*Directions for this task*
Copy the stretch of the data below from the line containing "Where is the white" through the final line, reproducing every line unchanged.

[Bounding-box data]
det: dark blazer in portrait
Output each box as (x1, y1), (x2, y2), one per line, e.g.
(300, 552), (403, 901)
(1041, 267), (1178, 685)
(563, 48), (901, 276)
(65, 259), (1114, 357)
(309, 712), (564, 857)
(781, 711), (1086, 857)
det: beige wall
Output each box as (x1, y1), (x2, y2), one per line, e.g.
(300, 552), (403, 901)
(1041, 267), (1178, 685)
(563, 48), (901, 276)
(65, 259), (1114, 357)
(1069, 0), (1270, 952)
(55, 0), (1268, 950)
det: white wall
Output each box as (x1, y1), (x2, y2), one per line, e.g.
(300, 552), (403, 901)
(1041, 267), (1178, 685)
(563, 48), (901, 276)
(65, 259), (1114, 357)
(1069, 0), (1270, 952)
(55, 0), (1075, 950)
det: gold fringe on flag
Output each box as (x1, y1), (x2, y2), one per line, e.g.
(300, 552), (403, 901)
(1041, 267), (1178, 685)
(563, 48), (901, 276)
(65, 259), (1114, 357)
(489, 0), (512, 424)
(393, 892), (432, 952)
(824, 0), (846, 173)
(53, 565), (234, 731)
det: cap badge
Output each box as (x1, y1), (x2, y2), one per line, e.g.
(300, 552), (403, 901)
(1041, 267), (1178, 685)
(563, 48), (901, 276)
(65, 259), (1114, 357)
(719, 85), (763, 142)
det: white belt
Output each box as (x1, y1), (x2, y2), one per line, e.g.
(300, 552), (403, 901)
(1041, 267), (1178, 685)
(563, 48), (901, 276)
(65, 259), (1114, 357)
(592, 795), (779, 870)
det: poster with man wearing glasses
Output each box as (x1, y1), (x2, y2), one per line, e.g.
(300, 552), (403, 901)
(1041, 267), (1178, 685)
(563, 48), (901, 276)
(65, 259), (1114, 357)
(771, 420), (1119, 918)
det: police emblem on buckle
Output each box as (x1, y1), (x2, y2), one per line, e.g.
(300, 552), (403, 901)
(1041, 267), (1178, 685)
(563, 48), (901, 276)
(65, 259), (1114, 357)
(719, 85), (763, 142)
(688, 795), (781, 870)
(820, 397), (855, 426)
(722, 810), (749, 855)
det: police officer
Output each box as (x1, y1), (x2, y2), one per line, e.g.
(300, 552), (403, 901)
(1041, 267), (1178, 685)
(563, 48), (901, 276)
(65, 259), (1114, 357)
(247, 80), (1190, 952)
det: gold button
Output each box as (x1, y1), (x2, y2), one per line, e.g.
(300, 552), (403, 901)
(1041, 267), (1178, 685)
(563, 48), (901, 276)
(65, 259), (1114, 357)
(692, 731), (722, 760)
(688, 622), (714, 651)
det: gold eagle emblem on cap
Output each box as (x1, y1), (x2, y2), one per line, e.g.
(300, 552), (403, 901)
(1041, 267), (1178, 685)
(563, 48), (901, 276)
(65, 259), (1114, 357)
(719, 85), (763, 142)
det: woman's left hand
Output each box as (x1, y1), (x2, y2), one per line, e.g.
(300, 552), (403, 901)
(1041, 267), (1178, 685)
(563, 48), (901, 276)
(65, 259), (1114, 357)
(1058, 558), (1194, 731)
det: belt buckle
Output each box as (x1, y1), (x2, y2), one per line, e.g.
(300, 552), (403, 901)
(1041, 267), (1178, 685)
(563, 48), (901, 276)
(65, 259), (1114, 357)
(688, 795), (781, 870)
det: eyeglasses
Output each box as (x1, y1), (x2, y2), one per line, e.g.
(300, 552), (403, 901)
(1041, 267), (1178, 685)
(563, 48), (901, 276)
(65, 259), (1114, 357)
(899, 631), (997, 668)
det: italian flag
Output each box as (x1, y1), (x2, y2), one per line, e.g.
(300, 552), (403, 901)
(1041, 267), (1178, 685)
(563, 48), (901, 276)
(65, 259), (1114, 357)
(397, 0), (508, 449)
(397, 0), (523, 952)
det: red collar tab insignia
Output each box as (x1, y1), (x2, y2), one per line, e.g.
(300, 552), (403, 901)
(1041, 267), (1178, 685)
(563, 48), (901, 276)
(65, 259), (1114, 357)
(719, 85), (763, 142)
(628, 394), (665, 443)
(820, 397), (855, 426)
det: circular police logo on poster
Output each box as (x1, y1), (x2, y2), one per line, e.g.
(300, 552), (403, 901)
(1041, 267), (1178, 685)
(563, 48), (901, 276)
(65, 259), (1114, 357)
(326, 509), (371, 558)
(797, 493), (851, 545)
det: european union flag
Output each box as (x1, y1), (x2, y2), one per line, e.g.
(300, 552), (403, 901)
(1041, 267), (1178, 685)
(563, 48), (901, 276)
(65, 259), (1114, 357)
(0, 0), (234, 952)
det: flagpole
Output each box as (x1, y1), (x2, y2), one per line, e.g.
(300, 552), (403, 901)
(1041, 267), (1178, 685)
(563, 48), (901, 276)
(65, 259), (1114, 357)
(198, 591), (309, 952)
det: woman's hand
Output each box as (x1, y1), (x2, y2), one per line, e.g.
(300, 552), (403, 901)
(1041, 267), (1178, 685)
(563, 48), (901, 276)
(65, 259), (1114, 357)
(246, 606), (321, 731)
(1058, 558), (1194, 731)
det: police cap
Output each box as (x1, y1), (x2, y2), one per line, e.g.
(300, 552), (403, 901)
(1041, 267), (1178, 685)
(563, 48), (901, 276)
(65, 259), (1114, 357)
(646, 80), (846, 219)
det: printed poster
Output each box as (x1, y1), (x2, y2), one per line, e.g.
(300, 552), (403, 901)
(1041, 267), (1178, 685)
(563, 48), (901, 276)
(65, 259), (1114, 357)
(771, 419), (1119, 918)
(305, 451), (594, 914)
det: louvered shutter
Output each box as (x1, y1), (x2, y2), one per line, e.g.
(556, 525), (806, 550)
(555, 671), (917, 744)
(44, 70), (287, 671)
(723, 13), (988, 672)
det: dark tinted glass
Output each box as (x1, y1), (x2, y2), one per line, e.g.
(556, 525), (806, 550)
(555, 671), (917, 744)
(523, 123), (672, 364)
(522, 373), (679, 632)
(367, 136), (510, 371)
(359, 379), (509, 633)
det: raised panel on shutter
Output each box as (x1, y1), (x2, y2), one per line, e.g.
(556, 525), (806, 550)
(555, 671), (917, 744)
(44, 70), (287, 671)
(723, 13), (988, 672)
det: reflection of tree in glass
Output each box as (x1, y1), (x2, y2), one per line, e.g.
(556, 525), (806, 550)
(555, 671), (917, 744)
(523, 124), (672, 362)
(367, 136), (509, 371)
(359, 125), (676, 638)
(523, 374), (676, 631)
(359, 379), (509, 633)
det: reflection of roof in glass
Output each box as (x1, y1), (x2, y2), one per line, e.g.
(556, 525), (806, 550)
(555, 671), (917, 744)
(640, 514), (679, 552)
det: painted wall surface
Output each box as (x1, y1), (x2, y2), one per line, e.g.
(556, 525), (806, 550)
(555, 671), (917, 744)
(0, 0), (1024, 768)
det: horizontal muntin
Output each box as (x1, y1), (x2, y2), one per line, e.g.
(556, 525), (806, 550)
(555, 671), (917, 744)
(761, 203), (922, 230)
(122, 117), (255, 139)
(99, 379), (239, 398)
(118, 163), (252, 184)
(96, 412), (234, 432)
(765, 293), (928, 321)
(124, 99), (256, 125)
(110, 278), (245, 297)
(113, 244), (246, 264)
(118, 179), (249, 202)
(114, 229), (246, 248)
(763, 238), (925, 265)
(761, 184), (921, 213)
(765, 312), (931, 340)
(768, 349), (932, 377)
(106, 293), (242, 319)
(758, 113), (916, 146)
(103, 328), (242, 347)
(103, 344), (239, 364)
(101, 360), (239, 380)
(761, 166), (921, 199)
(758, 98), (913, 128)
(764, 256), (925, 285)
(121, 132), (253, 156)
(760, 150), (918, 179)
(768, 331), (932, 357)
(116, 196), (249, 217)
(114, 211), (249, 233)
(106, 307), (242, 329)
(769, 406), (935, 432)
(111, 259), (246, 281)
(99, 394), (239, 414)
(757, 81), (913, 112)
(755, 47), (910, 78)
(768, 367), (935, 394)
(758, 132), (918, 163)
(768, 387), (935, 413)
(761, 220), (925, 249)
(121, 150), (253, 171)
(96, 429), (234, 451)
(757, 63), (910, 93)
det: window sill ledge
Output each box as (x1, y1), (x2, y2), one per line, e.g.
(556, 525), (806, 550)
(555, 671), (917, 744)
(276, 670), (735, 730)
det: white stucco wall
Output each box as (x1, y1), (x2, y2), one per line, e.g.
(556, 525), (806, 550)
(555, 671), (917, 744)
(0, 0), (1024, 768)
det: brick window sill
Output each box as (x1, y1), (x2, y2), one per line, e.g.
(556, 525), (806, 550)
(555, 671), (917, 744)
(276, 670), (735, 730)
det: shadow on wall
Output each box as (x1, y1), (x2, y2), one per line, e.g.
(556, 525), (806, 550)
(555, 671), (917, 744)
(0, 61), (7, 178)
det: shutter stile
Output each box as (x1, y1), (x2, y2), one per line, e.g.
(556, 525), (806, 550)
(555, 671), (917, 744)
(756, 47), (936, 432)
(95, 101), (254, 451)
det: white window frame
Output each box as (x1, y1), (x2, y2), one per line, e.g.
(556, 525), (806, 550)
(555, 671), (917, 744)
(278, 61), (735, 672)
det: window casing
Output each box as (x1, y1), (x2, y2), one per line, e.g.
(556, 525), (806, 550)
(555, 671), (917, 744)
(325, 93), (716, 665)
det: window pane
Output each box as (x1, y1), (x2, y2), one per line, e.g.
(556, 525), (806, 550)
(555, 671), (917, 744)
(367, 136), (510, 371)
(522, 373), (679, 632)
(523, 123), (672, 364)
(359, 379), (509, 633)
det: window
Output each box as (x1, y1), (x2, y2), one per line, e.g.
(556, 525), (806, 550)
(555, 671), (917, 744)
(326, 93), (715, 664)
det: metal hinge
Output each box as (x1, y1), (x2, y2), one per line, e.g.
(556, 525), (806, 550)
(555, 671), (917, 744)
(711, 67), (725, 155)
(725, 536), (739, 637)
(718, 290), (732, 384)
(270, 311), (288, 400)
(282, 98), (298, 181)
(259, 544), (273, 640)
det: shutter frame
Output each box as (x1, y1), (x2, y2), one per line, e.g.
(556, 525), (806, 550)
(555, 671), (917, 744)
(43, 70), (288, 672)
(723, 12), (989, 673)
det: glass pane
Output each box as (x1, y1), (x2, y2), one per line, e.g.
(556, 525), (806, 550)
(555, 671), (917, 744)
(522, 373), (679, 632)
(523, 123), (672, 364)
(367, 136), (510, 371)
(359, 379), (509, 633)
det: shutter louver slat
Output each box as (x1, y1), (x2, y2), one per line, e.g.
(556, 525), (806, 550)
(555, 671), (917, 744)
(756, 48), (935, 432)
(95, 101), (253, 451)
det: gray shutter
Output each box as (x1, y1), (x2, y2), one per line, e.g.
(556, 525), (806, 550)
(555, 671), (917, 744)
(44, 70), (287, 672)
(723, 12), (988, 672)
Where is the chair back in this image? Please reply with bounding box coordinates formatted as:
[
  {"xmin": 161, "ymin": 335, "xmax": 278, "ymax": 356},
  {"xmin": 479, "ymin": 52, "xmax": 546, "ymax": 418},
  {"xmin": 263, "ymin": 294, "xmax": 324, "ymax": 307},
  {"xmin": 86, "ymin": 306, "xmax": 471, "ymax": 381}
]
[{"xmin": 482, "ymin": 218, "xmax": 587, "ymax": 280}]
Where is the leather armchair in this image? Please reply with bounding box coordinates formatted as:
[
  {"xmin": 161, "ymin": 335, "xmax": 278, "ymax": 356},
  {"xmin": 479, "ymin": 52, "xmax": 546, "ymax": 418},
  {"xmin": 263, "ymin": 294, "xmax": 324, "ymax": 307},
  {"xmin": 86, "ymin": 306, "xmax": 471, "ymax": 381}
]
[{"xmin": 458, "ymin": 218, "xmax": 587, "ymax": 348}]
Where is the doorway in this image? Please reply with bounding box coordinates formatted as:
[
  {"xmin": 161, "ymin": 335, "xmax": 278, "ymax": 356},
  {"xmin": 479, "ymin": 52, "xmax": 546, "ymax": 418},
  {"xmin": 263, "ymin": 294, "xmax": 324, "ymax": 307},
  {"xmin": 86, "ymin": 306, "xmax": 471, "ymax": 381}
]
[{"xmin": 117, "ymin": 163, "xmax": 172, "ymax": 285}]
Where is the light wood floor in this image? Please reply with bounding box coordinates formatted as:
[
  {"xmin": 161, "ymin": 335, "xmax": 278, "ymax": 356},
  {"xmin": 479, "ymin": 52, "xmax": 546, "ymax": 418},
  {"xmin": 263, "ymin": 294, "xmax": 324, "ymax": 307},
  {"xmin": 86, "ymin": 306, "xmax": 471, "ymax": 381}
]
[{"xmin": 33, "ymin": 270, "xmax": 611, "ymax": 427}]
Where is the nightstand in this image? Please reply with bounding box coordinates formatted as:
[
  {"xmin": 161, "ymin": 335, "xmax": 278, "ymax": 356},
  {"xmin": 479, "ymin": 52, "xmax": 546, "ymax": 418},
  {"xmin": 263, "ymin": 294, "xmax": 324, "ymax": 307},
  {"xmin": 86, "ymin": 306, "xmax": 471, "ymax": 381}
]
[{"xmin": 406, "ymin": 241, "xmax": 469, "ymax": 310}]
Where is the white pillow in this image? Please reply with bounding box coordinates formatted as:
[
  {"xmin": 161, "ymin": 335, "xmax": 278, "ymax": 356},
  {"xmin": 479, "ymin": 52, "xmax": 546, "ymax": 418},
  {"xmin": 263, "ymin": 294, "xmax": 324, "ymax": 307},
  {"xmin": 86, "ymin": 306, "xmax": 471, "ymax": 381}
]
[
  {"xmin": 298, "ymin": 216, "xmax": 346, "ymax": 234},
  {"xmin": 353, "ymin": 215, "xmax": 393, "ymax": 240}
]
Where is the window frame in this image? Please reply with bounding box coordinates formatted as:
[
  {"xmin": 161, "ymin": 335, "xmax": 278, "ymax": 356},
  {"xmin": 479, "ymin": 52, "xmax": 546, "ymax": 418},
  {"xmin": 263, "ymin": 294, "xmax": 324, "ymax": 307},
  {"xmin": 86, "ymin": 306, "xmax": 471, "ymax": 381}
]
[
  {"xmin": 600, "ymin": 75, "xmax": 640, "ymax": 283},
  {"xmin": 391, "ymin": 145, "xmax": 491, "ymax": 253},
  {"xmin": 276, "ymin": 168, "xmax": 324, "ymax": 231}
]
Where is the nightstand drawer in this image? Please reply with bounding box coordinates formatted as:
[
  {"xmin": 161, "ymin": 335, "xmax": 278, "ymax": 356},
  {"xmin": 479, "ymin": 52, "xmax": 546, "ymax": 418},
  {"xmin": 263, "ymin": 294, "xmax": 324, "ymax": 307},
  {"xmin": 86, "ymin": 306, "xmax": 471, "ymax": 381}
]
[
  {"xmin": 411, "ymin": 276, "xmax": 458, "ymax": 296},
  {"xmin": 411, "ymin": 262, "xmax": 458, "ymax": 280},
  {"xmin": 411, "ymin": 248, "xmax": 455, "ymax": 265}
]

*Result of this task*
Where is the white pillow in this image? Please reply with bounding box coordinates formatted as:
[
  {"xmin": 161, "ymin": 335, "xmax": 278, "ymax": 356},
  {"xmin": 479, "ymin": 52, "xmax": 546, "ymax": 418},
  {"xmin": 263, "ymin": 294, "xmax": 324, "ymax": 307},
  {"xmin": 86, "ymin": 306, "xmax": 471, "ymax": 381}
]
[
  {"xmin": 298, "ymin": 216, "xmax": 346, "ymax": 234},
  {"xmin": 353, "ymin": 215, "xmax": 393, "ymax": 240}
]
Where is the window frame in this image? Please reply with bounding box coordinates formatted as:
[
  {"xmin": 161, "ymin": 335, "xmax": 278, "ymax": 356},
  {"xmin": 479, "ymin": 52, "xmax": 546, "ymax": 418},
  {"xmin": 263, "ymin": 294, "xmax": 324, "ymax": 307},
  {"xmin": 86, "ymin": 306, "xmax": 471, "ymax": 381}
]
[
  {"xmin": 600, "ymin": 75, "xmax": 640, "ymax": 283},
  {"xmin": 391, "ymin": 145, "xmax": 491, "ymax": 253},
  {"xmin": 276, "ymin": 168, "xmax": 324, "ymax": 231}
]
Where is the nightstand drawer in this image? Please reply with bounding box coordinates formatted as:
[
  {"xmin": 161, "ymin": 335, "xmax": 278, "ymax": 356},
  {"xmin": 479, "ymin": 52, "xmax": 546, "ymax": 418},
  {"xmin": 263, "ymin": 294, "xmax": 324, "ymax": 307},
  {"xmin": 86, "ymin": 306, "xmax": 471, "ymax": 381}
]
[
  {"xmin": 411, "ymin": 276, "xmax": 458, "ymax": 296},
  {"xmin": 411, "ymin": 262, "xmax": 458, "ymax": 280},
  {"xmin": 411, "ymin": 248, "xmax": 455, "ymax": 265}
]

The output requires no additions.